Exercise goal —
Here the job is to copy the data exactly and to exclude every image from it.

Start of Source material

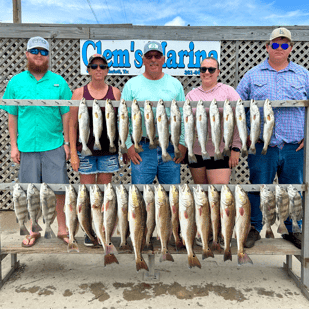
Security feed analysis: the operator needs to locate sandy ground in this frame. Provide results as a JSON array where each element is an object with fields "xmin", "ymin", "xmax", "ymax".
[{"xmin": 0, "ymin": 211, "xmax": 308, "ymax": 309}]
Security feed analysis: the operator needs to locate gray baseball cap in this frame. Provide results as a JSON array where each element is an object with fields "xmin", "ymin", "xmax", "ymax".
[
  {"xmin": 144, "ymin": 41, "xmax": 163, "ymax": 55},
  {"xmin": 27, "ymin": 36, "xmax": 49, "ymax": 51},
  {"xmin": 270, "ymin": 27, "xmax": 292, "ymax": 41}
]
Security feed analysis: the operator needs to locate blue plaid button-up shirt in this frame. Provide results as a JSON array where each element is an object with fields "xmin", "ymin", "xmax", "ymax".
[{"xmin": 236, "ymin": 59, "xmax": 309, "ymax": 148}]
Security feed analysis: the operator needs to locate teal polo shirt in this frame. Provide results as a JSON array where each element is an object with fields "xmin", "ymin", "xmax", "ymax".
[{"xmin": 2, "ymin": 70, "xmax": 72, "ymax": 152}]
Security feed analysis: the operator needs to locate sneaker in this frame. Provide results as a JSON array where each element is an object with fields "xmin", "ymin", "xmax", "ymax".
[
  {"xmin": 282, "ymin": 232, "xmax": 302, "ymax": 249},
  {"xmin": 84, "ymin": 234, "xmax": 94, "ymax": 247},
  {"xmin": 195, "ymin": 237, "xmax": 202, "ymax": 247},
  {"xmin": 244, "ymin": 227, "xmax": 261, "ymax": 248}
]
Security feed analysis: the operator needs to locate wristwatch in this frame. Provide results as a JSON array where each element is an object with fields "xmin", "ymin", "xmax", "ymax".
[
  {"xmin": 231, "ymin": 147, "xmax": 240, "ymax": 152},
  {"xmin": 64, "ymin": 141, "xmax": 70, "ymax": 147}
]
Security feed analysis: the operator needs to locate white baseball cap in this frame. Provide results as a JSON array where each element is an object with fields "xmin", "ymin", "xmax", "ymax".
[
  {"xmin": 27, "ymin": 36, "xmax": 49, "ymax": 51},
  {"xmin": 270, "ymin": 27, "xmax": 292, "ymax": 41}
]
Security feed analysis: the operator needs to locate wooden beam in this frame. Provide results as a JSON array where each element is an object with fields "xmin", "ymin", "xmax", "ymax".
[
  {"xmin": 1, "ymin": 99, "xmax": 309, "ymax": 108},
  {"xmin": 0, "ymin": 24, "xmax": 309, "ymax": 41},
  {"xmin": 12, "ymin": 0, "xmax": 21, "ymax": 24}
]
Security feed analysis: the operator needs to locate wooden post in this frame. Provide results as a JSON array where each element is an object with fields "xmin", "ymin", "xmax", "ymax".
[{"xmin": 12, "ymin": 0, "xmax": 22, "ymax": 23}]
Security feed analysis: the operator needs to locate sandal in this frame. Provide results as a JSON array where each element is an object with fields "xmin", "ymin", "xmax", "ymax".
[
  {"xmin": 57, "ymin": 234, "xmax": 70, "ymax": 245},
  {"xmin": 21, "ymin": 233, "xmax": 41, "ymax": 248}
]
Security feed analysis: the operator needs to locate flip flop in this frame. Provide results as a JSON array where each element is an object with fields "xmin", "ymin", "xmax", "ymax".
[
  {"xmin": 21, "ymin": 234, "xmax": 41, "ymax": 248},
  {"xmin": 57, "ymin": 234, "xmax": 70, "ymax": 245}
]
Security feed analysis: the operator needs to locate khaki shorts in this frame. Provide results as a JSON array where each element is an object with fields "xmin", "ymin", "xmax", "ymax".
[{"xmin": 19, "ymin": 145, "xmax": 69, "ymax": 194}]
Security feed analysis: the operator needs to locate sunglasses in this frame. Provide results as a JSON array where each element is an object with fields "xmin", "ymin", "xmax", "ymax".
[
  {"xmin": 144, "ymin": 54, "xmax": 162, "ymax": 60},
  {"xmin": 88, "ymin": 64, "xmax": 108, "ymax": 70},
  {"xmin": 270, "ymin": 43, "xmax": 290, "ymax": 50},
  {"xmin": 28, "ymin": 48, "xmax": 49, "ymax": 56},
  {"xmin": 199, "ymin": 67, "xmax": 217, "ymax": 74}
]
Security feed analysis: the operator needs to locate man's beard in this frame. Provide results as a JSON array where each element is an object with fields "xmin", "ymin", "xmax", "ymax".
[{"xmin": 27, "ymin": 58, "xmax": 49, "ymax": 75}]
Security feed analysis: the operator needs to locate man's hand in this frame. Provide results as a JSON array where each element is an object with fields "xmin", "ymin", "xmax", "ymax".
[
  {"xmin": 11, "ymin": 145, "xmax": 20, "ymax": 164},
  {"xmin": 70, "ymin": 152, "xmax": 80, "ymax": 172},
  {"xmin": 64, "ymin": 145, "xmax": 70, "ymax": 161},
  {"xmin": 296, "ymin": 139, "xmax": 304, "ymax": 152},
  {"xmin": 174, "ymin": 144, "xmax": 187, "ymax": 164},
  {"xmin": 127, "ymin": 145, "xmax": 142, "ymax": 165}
]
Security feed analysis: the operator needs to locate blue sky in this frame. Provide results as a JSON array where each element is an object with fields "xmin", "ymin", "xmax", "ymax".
[{"xmin": 0, "ymin": 0, "xmax": 308, "ymax": 26}]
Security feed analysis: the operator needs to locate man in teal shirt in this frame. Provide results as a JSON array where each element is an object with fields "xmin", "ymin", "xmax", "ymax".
[
  {"xmin": 2, "ymin": 37, "xmax": 72, "ymax": 247},
  {"xmin": 121, "ymin": 41, "xmax": 186, "ymax": 184}
]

End of Source material

Written solution —
Security feed analysis: the operator needs to locate sandy ground in this frame. Provide results as a JSON array where each element is an object with fields "xmin", "ymin", "xmax", "ymax".
[{"xmin": 0, "ymin": 211, "xmax": 308, "ymax": 309}]
Security feed analysis: the operator needs to locate gray baseball cap in this frame. Provide results as a JSON array where each element is an object with fields "xmin", "ymin", "xmax", "ymax".
[
  {"xmin": 144, "ymin": 41, "xmax": 163, "ymax": 55},
  {"xmin": 27, "ymin": 36, "xmax": 49, "ymax": 51},
  {"xmin": 270, "ymin": 27, "xmax": 292, "ymax": 41}
]
Security feed analysis: the operator needs to locate blue plaid button-up shirt in this frame. Provide results as a JSON array where each element is an object with fields "xmin", "ymin", "xmax", "ymax".
[{"xmin": 236, "ymin": 59, "xmax": 309, "ymax": 148}]
Security feed analysis: the operator needs to locate teal polo shirt in this frame. Provide results as a JSON array where each element is an object with fields "xmin", "ymin", "xmax", "ymax".
[{"xmin": 2, "ymin": 70, "xmax": 72, "ymax": 152}]
Security feed analysis: the operator needs to locate sneaker in this frame. Provide results as a JSON array where each element is an object with fields "xmin", "ymin", "xmax", "ymax".
[
  {"xmin": 282, "ymin": 232, "xmax": 302, "ymax": 249},
  {"xmin": 84, "ymin": 234, "xmax": 94, "ymax": 247},
  {"xmin": 195, "ymin": 237, "xmax": 202, "ymax": 247},
  {"xmin": 244, "ymin": 227, "xmax": 261, "ymax": 248}
]
Security feed analysis: the operator needs to locate wristwatch in this frame. Provide results as a JSON array where each element is an object with fields "xmin", "ymin", "xmax", "ymax".
[
  {"xmin": 231, "ymin": 147, "xmax": 240, "ymax": 152},
  {"xmin": 64, "ymin": 141, "xmax": 70, "ymax": 147}
]
Security feed analysis: the operator needs to locate white baseball cap in this frame. Provide results as a JSON array where each element is an object with fields "xmin", "ymin", "xmax", "ymax".
[
  {"xmin": 27, "ymin": 36, "xmax": 49, "ymax": 51},
  {"xmin": 270, "ymin": 27, "xmax": 292, "ymax": 41}
]
Security feed analysis: the operator needs to locate wooden beam in this frame. Provide results as a JSON array where each element is an object with fields "xmin", "ymin", "xmax", "ymax".
[
  {"xmin": 1, "ymin": 99, "xmax": 309, "ymax": 108},
  {"xmin": 0, "ymin": 24, "xmax": 309, "ymax": 41},
  {"xmin": 12, "ymin": 0, "xmax": 21, "ymax": 24}
]
Security feed analysis: the operator needs to locate wooden post in this frame. Provide results as a JSON array where each element is an object with fields "xmin", "ymin", "xmax", "ymax".
[{"xmin": 12, "ymin": 0, "xmax": 22, "ymax": 23}]
Security feed analysis: the operator needs to locate sandal in this frame. Provide results as a JSON array where each element is an object with fields "xmin", "ymin", "xmax", "ymax".
[
  {"xmin": 57, "ymin": 234, "xmax": 70, "ymax": 245},
  {"xmin": 21, "ymin": 233, "xmax": 41, "ymax": 248}
]
Security feed analysis: the operator needs to locate flip flop in this frame. Provide results as a JSON array where each element is an object with fields "xmin", "ymin", "xmax", "ymax".
[
  {"xmin": 21, "ymin": 234, "xmax": 41, "ymax": 248},
  {"xmin": 57, "ymin": 234, "xmax": 70, "ymax": 245}
]
Security feed analysis: the operator needs to locate khaki shorts in this frame. Provide results as a JSON array where each element is an object with fields "xmin", "ymin", "xmax", "ymax".
[{"xmin": 19, "ymin": 145, "xmax": 69, "ymax": 194}]
Security feed analysis: the operator needs to locate sunglasses in this frame. Provide results as a JSON array where each element is an object with fields "xmin", "ymin", "xmax", "ymax".
[
  {"xmin": 144, "ymin": 54, "xmax": 162, "ymax": 60},
  {"xmin": 88, "ymin": 64, "xmax": 108, "ymax": 70},
  {"xmin": 270, "ymin": 43, "xmax": 290, "ymax": 50},
  {"xmin": 28, "ymin": 48, "xmax": 49, "ymax": 56},
  {"xmin": 199, "ymin": 67, "xmax": 217, "ymax": 74}
]
Security feed analysis: the operator needs to locate man's beard in this frame. Provide results as a JSON array where each element is an object with fields "xmin", "ymin", "xmax", "ymax".
[{"xmin": 27, "ymin": 58, "xmax": 49, "ymax": 75}]
Security feed analysis: the operator needs to locate man's hand in this frame. Provide results as a JSON array where each element is an object with fields "xmin", "ymin", "xmax", "ymax".
[
  {"xmin": 11, "ymin": 145, "xmax": 20, "ymax": 164},
  {"xmin": 70, "ymin": 152, "xmax": 80, "ymax": 172},
  {"xmin": 64, "ymin": 145, "xmax": 70, "ymax": 161},
  {"xmin": 296, "ymin": 139, "xmax": 304, "ymax": 152},
  {"xmin": 174, "ymin": 144, "xmax": 187, "ymax": 164},
  {"xmin": 127, "ymin": 145, "xmax": 142, "ymax": 165}
]
Security feed analysis: the operator needs to locate blue sky in this frame. Provide results as a JSON array where each element is an object with fields "xmin", "ymin", "xmax", "ymax".
[{"xmin": 0, "ymin": 0, "xmax": 308, "ymax": 26}]
Security feed analysis: the operator needs to locate man in teal shirt in this frame. Provide results as a JSON array where each element is an object with fields "xmin", "ymin", "xmax", "ymax".
[
  {"xmin": 2, "ymin": 37, "xmax": 72, "ymax": 247},
  {"xmin": 121, "ymin": 41, "xmax": 186, "ymax": 184}
]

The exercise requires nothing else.